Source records

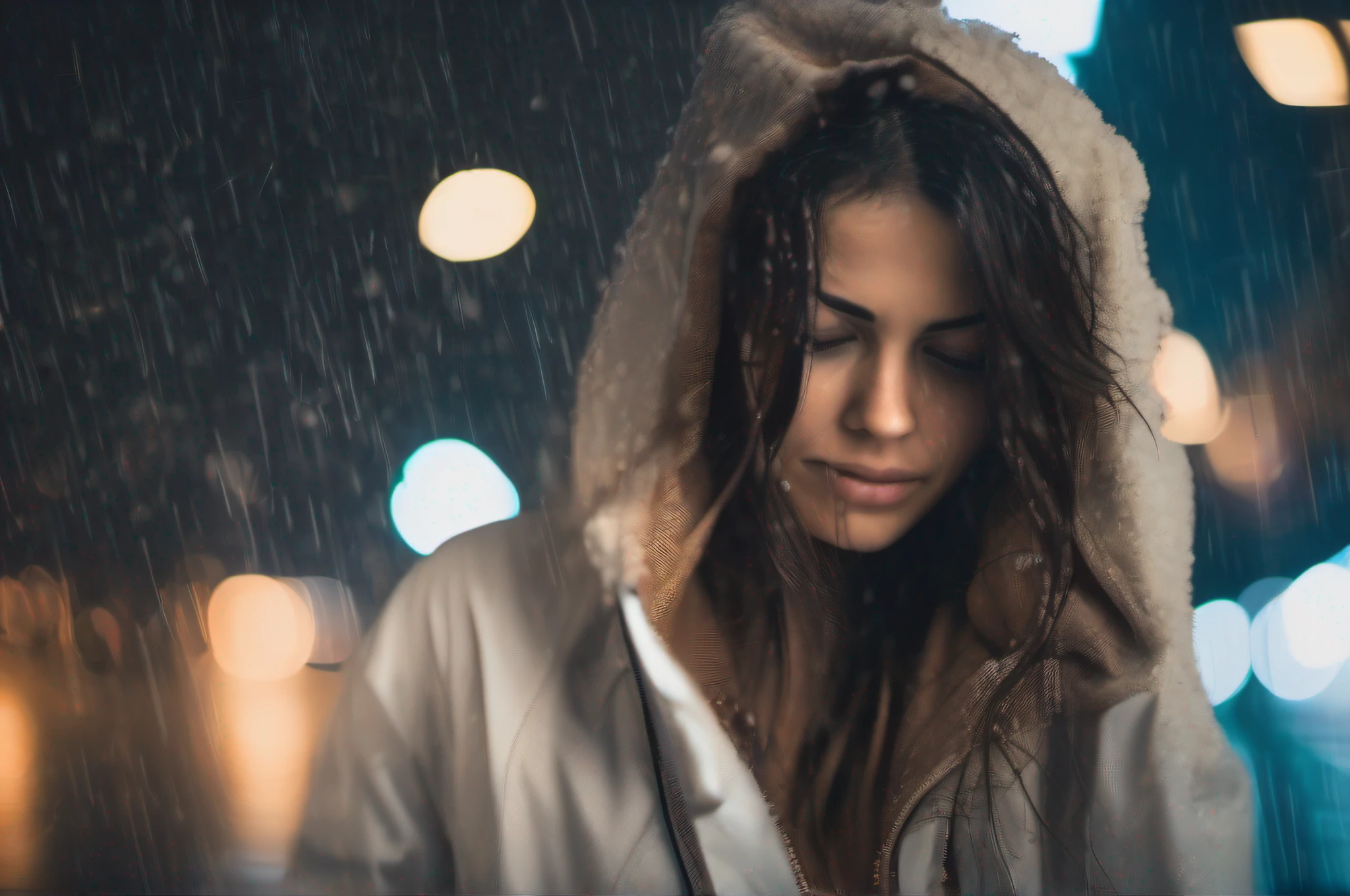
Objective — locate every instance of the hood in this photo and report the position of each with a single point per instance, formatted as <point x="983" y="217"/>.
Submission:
<point x="645" y="379"/>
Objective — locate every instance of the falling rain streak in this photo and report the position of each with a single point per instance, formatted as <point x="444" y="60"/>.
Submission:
<point x="221" y="341"/>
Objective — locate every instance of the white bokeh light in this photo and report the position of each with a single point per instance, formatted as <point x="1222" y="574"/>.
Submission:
<point x="448" y="488"/>
<point x="1275" y="664"/>
<point x="475" y="213"/>
<point x="1051" y="29"/>
<point x="1182" y="373"/>
<point x="1222" y="641"/>
<point x="1316" y="616"/>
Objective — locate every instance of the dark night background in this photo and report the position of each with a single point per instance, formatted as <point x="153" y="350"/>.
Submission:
<point x="208" y="266"/>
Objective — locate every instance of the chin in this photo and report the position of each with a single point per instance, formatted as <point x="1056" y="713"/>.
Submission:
<point x="866" y="534"/>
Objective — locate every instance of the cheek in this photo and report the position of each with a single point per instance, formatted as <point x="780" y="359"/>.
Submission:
<point x="819" y="410"/>
<point x="954" y="420"/>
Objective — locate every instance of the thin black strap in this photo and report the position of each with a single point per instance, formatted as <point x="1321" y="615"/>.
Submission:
<point x="689" y="853"/>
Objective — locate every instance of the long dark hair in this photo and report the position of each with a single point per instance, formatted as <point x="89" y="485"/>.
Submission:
<point x="1047" y="373"/>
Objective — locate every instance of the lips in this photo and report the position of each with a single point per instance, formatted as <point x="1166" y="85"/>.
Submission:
<point x="869" y="486"/>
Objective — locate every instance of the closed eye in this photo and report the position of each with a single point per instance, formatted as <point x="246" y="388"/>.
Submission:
<point x="964" y="365"/>
<point x="824" y="346"/>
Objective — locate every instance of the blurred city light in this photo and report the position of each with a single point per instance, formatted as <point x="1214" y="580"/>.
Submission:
<point x="1248" y="455"/>
<point x="1316" y="616"/>
<point x="1051" y="29"/>
<point x="268" y="736"/>
<point x="1182" y="373"/>
<point x="448" y="488"/>
<point x="18" y="793"/>
<point x="1275" y="664"/>
<point x="1261" y="593"/>
<point x="336" y="624"/>
<point x="475" y="213"/>
<point x="261" y="629"/>
<point x="1222" y="640"/>
<point x="1295" y="60"/>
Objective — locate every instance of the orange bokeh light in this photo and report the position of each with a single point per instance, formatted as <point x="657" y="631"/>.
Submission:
<point x="1182" y="373"/>
<point x="1295" y="60"/>
<point x="261" y="629"/>
<point x="1249" y="455"/>
<point x="18" y="793"/>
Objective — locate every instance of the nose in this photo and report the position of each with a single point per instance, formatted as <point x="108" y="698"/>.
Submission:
<point x="882" y="404"/>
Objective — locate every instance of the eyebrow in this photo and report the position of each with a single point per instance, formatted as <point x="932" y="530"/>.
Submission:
<point x="846" y="306"/>
<point x="854" y="310"/>
<point x="956" y="323"/>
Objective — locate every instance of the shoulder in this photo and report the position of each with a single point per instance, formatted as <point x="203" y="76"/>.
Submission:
<point x="490" y="605"/>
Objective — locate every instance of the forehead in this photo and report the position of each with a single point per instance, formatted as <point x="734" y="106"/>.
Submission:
<point x="895" y="254"/>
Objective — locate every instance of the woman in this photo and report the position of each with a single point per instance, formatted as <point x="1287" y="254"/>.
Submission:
<point x="874" y="576"/>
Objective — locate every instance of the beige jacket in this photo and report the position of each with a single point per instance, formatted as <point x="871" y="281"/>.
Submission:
<point x="515" y="721"/>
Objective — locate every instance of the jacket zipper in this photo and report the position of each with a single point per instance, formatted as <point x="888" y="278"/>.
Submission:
<point x="889" y="848"/>
<point x="689" y="852"/>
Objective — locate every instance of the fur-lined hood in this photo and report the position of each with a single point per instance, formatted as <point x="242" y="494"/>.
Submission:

Task statement: Show all lines above holding "jacket".

Answer space:
Objective — locate every instance of the beige jacket in this photo and report the position of each with a single point per instance, formatted as <point x="871" y="281"/>.
Objective — locate every instance of the jacket zipper in this photo and report the position of each with a single point per instance, formatted as <point x="888" y="278"/>.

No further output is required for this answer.